# Your task
Write the next part of the Green Bay Packers training camp preview below, picking up right after its final line.

The 2014 Green Bay Packers Training Camp is here at last. Over the next five weeks, starting jobs will be won, roster spots will be determined and the cast of characters that will compete this fall will come together after four pre-season games. There will be 17 public practices conducted on Ray Nitschke Field beginning Saturday morning at 8:20 AM. Before the final 53 man roster is assembled and the team travels to Seattle to open the regular season against the reigning Super Bowl champion Seahawks on September 4, I have five burning questions that need answers.
Can Peppers still be salty?
He's a lot closer to the end than the beginning of his career. At 34, Julius Peppers arrives to give the Packers defense a pass rushing shot in the arm. Last year, he delivered just a handful of sacks on a Chicago Bears defense that completely collapsed. There were whispers this off-season that Peppers, the former number one pick of the Carolina Panthers, is on the inevitable downward slide. General Manager Ted Thompson doesn't believe it's happening just yet. Peppers won't simply be a hand on the ground defensive end cued to charge toward opposing quarterbacks, he'll be asked to play stand up linebacker as the team resurrects the "elephant" position. Peppers will be engaged by playing a variety of positions around the defense, primarily to keep teams from focusing all their protection attention toward Clay Matthews. Julius seems energized by his move to Green Bay, he's proven to be pretty durable and if there is indeed life in his legs for this season at least, his acquisition should provide big dividends.
Are there loose ends at tight end?
It's hard to believe Jermichael Finley will be in the team's plans for 2014. The free agent is still on the mend from the neck fusion surgery that was required after he went down against Cleveland last fall. After what happened to Nick Collins three years ago, the Packers may not want to be the team that medically clears Finley to play, and take the risk of a worse outcome. Two other position incumbents are coming off injury, Andrew Quarless and Brandon Bostick. Each has offered only a flash of consistent production. Ryan Taylor, who's only carved his niche on special teams returns, as does last year's free agent Jake Stoneburner. The team drafted an athletic pass catching tight end in Richard Rodgers who was impressive during the off-season program. They've also added free agents in Justin Perillo and arguably the most curious prospect of them all, Oregon's Colt Lyerla. Who is most likely to seize Finley's reins? My guess is Quarless but we'll all keep a close eye on Rodgers and Lyerla.
Is the secondary still a primary concern?

# Dataset entries
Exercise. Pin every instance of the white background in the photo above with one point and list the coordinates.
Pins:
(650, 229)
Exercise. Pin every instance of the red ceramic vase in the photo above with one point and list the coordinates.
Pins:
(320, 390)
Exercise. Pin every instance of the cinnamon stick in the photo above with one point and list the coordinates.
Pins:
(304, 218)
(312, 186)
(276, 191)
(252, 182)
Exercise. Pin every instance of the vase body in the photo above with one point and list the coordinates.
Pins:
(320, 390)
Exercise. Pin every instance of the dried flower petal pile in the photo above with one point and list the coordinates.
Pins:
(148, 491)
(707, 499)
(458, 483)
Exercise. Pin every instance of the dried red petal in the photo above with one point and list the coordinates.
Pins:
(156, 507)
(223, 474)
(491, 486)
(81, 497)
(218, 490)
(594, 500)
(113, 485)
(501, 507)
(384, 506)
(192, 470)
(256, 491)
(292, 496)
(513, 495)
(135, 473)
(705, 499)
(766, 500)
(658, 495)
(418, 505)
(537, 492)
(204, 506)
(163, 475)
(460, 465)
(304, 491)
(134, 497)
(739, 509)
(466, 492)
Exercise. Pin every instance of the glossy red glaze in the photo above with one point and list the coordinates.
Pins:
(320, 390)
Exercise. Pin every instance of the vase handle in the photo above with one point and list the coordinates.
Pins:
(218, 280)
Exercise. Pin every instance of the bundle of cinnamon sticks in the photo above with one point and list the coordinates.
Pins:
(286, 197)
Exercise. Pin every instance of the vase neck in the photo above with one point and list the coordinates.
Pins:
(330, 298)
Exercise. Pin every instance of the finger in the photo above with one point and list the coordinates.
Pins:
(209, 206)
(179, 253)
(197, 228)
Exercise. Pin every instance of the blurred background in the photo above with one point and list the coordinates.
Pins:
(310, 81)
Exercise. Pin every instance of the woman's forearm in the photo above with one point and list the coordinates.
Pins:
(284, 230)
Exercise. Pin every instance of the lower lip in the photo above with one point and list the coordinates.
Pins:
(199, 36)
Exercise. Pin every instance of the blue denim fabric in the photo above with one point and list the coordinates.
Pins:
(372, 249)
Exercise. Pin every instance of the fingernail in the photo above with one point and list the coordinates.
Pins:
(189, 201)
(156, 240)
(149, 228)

# Answer box
Not a single interception from a Packer safety last year was one of the most head-scratching statistics of 2013, Morgan Burnett got a big contract but got no help from his running mate at the back of the secondary. Jerron McMillian flamed out and M.D. Jennings wasn't the answer either. It's why the Packers rolled the dice on the Roll Tide national championship winning safety Ha Ha Clinton Dix with their number one pick. He played a couple of positions in Alabama's secondary, called the coverages and exhibited solid athleticism. Can he transfer that to the pro game right out of the gate? It will be a bumpy learning curve for sure. Micah Hyde got a long look at safety during the mini-camps. Chris Banjo and Sean Richardson will be given opportunities too. At cornerback, Tramon Williams and the new, higher tax bracket tandem Sam Shields need to stay healthy to anchor the umbrella. It will help having Casey Hayward back after his season long hamstring yank. Jarrett Bush and Davon House provide veteran insurance for a unit exposed by one glaring hole a season ago.
Will the doctor stay OUT of the house?
Cracked bones are one thing, stressed muscles and ligaments are another. Aaron Rodgers' collarbone and Clay Matthews' thumb are, no pun intended, bad breaks of the game. The Packers have spent a ton of money on consultants and medical experts to figure out why they've been plagued by a rash of pulled hamstrings, quadricep strains, ankle sprains and the like. The training and preparation type of injuries have done as much to derail recent seasons as have the catastrophic broken bones to star players. There's no denying the talent across the board on this team but for a deep run in the playoffs, the doctor has to stay out of the house this fall.
Can the playoff hurdle be cleared?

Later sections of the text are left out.